EXERCISE BRIEF: Repeat the listing in full. Nothing may be added or left out.
——————————
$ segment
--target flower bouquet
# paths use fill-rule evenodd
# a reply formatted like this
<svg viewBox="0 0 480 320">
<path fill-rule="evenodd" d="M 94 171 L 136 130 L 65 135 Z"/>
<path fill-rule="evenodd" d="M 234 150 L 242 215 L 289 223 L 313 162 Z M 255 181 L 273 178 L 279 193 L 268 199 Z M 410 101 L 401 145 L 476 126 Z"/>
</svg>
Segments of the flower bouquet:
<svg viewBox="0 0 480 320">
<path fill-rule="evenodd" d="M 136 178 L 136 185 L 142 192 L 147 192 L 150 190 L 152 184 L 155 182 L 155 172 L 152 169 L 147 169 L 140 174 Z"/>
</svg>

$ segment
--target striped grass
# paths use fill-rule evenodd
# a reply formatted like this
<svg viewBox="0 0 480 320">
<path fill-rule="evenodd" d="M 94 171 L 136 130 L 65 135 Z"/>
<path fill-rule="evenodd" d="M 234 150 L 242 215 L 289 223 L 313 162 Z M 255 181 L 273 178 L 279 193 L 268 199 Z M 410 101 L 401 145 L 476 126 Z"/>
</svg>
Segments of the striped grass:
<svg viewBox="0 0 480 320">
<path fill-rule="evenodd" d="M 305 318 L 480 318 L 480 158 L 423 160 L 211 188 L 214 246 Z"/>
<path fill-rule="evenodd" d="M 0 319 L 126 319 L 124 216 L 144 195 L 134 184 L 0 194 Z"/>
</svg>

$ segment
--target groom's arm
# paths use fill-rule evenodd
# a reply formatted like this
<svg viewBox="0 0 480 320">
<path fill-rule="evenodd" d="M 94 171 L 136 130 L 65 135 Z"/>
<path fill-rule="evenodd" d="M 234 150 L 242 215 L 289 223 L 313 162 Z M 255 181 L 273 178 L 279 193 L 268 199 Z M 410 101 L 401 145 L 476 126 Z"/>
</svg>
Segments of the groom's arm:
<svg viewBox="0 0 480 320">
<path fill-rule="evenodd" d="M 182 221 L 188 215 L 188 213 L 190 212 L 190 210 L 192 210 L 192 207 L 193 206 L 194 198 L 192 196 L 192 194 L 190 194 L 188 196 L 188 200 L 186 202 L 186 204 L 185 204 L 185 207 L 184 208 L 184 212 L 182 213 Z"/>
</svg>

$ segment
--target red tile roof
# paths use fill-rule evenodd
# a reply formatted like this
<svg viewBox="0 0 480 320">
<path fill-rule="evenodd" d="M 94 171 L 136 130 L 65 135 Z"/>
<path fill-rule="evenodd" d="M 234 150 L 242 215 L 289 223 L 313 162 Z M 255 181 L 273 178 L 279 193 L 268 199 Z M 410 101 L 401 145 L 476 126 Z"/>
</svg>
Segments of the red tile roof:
——————————
OUTPUT OF THE EXERCISE:
$ segment
--target flower bouquet
# paths use fill-rule evenodd
# a reply formatted like this
<svg viewBox="0 0 480 320">
<path fill-rule="evenodd" d="M 94 171 L 136 130 L 65 135 Z"/>
<path fill-rule="evenodd" d="M 234 150 L 242 215 L 289 223 L 313 162 Z M 255 181 L 273 178 L 279 193 L 268 199 Z M 410 101 L 401 145 L 476 126 Z"/>
</svg>
Segments of the flower bouquet:
<svg viewBox="0 0 480 320">
<path fill-rule="evenodd" d="M 136 178 L 136 185 L 142 192 L 147 192 L 150 190 L 152 184 L 155 182 L 155 172 L 152 169 L 147 169 L 140 174 Z"/>
</svg>

$ segment
--target striped grass
# paths use fill-rule evenodd
# a reply formatted like this
<svg viewBox="0 0 480 320">
<path fill-rule="evenodd" d="M 94 171 L 136 130 L 65 135 Z"/>
<path fill-rule="evenodd" d="M 234 150 L 242 215 L 289 223 L 313 162 Z M 255 181 L 273 178 L 279 193 L 268 199 Z M 410 101 L 401 145 L 476 126 Z"/>
</svg>
Segments of the striped grass:
<svg viewBox="0 0 480 320">
<path fill-rule="evenodd" d="M 305 318 L 480 318 L 480 158 L 423 160 L 211 188 L 214 246 Z"/>
<path fill-rule="evenodd" d="M 0 319 L 126 319 L 124 216 L 144 195 L 134 184 L 0 194 Z"/>
</svg>

$ segment
--target groom's arm
# paths use fill-rule evenodd
# a reply formatted like this
<svg viewBox="0 0 480 320">
<path fill-rule="evenodd" d="M 94 171 L 136 130 L 65 135 Z"/>
<path fill-rule="evenodd" d="M 234 150 L 242 215 L 289 223 L 313 162 Z M 255 181 L 273 178 L 279 193 L 268 199 Z M 410 101 L 401 145 L 476 126 Z"/>
</svg>
Segments of the groom's arm:
<svg viewBox="0 0 480 320">
<path fill-rule="evenodd" d="M 182 221 L 188 215 L 188 213 L 190 212 L 190 210 L 192 210 L 192 207 L 193 206 L 194 198 L 192 196 L 192 194 L 190 194 L 188 196 L 188 200 L 186 202 L 186 204 L 185 204 L 185 207 L 184 208 L 184 212 L 182 213 Z"/>
</svg>

$ segment
--target red tile roof
# paths use fill-rule evenodd
# a reply formatted like this
<svg viewBox="0 0 480 320">
<path fill-rule="evenodd" d="M 94 171 L 136 130 L 65 135 Z"/>
<path fill-rule="evenodd" d="M 234 150 L 242 215 L 289 223 L 313 162 Z M 255 181 L 273 178 L 279 193 L 268 199 Z M 410 101 L 401 145 L 476 126 Z"/>
</svg>
Segments of the red tile roof:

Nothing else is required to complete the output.